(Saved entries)
════

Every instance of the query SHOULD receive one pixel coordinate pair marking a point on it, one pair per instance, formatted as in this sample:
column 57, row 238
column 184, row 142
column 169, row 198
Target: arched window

════

### TASK DESCRIPTION
Top to bottom, set down the entries above word for word.

### EXERCISE OUTPUT
Every instance of the query SHOULD receive one pixel coordinate pair marking a point on it, one pair per instance, formatted as in this sample:
column 57, row 238
column 184, row 142
column 169, row 198
Target: arched window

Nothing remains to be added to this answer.